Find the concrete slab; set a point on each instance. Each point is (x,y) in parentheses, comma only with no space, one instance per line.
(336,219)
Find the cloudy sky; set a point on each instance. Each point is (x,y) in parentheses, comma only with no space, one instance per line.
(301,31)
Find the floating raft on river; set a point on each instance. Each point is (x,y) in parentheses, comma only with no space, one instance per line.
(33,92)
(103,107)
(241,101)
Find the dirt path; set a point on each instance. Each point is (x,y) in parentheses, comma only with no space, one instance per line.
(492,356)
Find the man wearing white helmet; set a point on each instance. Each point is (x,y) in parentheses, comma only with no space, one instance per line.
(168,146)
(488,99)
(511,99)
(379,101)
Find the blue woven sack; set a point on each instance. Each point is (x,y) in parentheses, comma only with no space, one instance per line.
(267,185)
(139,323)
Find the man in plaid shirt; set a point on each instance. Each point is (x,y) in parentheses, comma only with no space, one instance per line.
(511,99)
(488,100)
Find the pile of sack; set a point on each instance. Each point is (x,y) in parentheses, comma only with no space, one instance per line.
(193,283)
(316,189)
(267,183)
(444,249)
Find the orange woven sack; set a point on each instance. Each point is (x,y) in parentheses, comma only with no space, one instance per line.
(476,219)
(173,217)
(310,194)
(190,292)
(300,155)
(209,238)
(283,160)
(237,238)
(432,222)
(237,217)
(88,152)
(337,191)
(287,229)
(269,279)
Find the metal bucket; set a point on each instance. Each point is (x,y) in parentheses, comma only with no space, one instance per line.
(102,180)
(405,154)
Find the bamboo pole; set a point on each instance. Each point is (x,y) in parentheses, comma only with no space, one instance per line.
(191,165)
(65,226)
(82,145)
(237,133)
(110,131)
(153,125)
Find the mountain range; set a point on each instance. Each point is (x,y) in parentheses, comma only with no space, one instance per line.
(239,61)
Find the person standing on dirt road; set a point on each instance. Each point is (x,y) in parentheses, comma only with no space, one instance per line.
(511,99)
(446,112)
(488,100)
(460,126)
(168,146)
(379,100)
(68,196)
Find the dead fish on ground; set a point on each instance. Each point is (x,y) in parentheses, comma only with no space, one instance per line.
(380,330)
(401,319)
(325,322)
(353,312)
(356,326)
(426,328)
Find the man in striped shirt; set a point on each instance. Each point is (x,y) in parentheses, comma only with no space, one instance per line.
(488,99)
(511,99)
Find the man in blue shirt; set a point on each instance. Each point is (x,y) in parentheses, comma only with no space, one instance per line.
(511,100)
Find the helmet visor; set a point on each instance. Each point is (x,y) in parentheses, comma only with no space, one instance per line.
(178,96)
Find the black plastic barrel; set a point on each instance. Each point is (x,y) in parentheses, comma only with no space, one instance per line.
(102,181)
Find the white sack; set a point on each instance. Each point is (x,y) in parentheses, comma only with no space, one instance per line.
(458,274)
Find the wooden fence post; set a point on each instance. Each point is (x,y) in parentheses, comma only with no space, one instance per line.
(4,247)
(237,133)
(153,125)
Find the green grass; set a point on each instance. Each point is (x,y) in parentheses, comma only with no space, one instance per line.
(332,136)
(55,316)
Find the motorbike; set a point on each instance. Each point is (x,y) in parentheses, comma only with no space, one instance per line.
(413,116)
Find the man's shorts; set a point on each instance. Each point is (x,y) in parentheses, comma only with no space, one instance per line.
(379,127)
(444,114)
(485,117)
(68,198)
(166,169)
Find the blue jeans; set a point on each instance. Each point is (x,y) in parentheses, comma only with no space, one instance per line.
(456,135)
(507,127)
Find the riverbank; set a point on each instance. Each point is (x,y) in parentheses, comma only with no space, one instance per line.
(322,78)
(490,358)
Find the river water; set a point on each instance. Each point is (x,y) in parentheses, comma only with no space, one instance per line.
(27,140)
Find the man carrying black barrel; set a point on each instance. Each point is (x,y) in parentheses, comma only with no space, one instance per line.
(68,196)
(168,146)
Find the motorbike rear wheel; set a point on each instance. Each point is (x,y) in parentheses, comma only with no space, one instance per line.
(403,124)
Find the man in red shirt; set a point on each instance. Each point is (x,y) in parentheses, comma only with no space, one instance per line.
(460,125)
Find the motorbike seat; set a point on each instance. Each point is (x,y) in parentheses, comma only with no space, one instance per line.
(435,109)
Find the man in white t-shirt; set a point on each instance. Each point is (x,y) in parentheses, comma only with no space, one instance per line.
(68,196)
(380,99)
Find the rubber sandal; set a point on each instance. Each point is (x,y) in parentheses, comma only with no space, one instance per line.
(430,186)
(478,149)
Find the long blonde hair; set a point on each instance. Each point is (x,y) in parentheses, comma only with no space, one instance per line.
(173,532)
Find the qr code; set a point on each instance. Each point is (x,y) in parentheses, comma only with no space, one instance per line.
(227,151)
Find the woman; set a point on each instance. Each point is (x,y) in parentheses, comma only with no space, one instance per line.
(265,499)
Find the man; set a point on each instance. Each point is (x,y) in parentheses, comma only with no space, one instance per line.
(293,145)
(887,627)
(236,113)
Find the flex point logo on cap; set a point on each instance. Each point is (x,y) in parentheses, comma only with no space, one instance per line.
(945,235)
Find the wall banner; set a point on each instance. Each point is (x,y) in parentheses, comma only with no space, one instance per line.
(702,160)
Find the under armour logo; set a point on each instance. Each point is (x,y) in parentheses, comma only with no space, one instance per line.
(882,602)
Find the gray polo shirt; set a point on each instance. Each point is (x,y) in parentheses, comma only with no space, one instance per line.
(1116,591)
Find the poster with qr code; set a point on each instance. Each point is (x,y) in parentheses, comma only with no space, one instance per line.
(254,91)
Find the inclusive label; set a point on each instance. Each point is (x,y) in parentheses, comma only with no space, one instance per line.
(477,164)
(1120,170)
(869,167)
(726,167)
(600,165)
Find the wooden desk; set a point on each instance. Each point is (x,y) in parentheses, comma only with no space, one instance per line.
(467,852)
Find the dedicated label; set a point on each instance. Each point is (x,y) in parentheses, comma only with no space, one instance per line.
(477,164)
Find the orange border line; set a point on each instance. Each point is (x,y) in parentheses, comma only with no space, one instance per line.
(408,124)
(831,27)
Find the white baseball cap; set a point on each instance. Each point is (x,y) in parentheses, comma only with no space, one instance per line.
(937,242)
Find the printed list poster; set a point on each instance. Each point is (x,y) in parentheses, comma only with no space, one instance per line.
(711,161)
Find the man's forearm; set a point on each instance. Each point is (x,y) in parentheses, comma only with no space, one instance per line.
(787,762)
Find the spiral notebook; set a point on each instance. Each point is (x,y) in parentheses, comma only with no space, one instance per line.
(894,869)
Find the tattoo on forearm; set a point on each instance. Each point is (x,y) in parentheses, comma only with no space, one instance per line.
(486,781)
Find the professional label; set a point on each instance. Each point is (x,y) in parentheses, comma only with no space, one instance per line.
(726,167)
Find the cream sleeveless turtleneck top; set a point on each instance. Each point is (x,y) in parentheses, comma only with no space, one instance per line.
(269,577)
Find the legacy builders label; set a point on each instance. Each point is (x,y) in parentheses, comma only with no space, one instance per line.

AIM OF THE EXERCISE => Would you set down exactly the lines from the line with "Find the professional" through the last one in the material?

SOLUTION TO THIS EXERCISE =>
Find the professional label; set a point on each instance. Each point is (x,y) in parentheses, comma only with no space, one instance per line.
(726,167)
Find the cream sleeveless turtleneck top; set a point on each instance. Each point is (x,y) in parentheses, comma only with no space, one instance per line.
(269,577)
Find the legacy builders label; set a point on each instance. Each point is (x,y) in parentheses, comma only with no space, one instance per line.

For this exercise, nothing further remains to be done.